- _WHAT TO WORK ON_
Reproduce, with no edits, the line that contains "target | bare foot" and all the lines that follow it, ending with the last line of the records.

- _RECORDED DATA_
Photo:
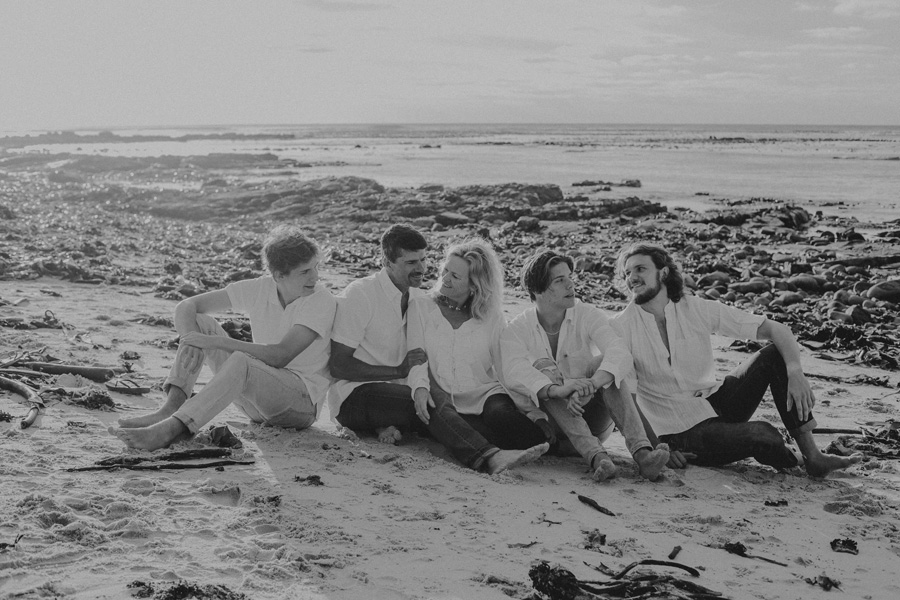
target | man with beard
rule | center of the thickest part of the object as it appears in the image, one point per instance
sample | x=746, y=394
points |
x=563, y=366
x=704, y=421
x=370, y=361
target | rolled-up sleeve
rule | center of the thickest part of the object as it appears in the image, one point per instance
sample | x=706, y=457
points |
x=351, y=320
x=519, y=376
x=617, y=359
x=415, y=338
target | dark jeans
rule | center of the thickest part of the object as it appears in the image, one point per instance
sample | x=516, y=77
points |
x=376, y=405
x=732, y=436
x=502, y=424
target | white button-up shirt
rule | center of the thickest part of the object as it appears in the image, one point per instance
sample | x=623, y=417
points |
x=369, y=318
x=586, y=340
x=462, y=361
x=672, y=385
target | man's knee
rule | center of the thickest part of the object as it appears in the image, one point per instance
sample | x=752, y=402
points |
x=766, y=433
x=238, y=361
x=771, y=357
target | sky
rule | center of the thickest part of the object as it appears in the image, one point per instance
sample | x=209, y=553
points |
x=85, y=64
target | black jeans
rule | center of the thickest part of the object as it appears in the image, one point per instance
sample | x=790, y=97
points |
x=375, y=405
x=731, y=436
x=501, y=423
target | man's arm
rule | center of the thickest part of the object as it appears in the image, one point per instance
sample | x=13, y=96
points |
x=344, y=365
x=799, y=390
x=186, y=313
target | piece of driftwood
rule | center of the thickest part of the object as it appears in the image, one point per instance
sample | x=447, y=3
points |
x=862, y=261
x=36, y=402
x=99, y=374
x=127, y=459
x=165, y=466
x=741, y=550
x=558, y=583
x=593, y=504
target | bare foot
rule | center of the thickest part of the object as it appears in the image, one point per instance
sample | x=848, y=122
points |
x=389, y=435
x=162, y=434
x=823, y=464
x=174, y=401
x=604, y=469
x=652, y=462
x=509, y=459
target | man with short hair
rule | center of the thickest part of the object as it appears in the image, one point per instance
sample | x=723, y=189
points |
x=370, y=361
x=561, y=357
x=705, y=421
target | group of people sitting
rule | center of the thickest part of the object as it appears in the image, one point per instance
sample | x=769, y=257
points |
x=390, y=358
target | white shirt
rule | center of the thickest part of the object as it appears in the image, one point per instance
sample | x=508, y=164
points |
x=270, y=322
x=369, y=319
x=460, y=360
x=586, y=342
x=672, y=387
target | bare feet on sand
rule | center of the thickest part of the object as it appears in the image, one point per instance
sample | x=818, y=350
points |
x=652, y=462
x=508, y=459
x=823, y=464
x=389, y=435
x=603, y=468
x=162, y=434
x=175, y=399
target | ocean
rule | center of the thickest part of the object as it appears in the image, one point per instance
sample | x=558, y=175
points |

- _ANSWER BELOW_
target | bare foot
rule | center of the thickest part of the object as it appears in the image, one point per instance
sample | x=848, y=122
points |
x=389, y=435
x=162, y=434
x=823, y=464
x=174, y=401
x=604, y=469
x=652, y=462
x=509, y=459
target | man with short hair
rule | center of the thickest part of the object as it appears in the image, one point per instance
sample | x=723, y=189
points |
x=370, y=361
x=561, y=357
x=705, y=421
target | group of people sitting
rule | center of the thickest part of the object as it appears in the image, one point per instance
sample | x=769, y=257
points |
x=390, y=358
target | white shirt
rule | center of the thickest part of the object as it appears in the image, one point per instance
sample | x=508, y=164
points |
x=270, y=322
x=369, y=319
x=460, y=360
x=586, y=342
x=672, y=387
target | bare feet on sand
rule | center of the thickest part of the object as it appears in the image, one point per instance
sample | x=818, y=350
points |
x=652, y=462
x=508, y=459
x=823, y=464
x=389, y=435
x=603, y=468
x=162, y=434
x=175, y=399
target | ocean
rule | center of the thickest part of the object as it appears in the image, one point per instance
sample | x=558, y=175
points |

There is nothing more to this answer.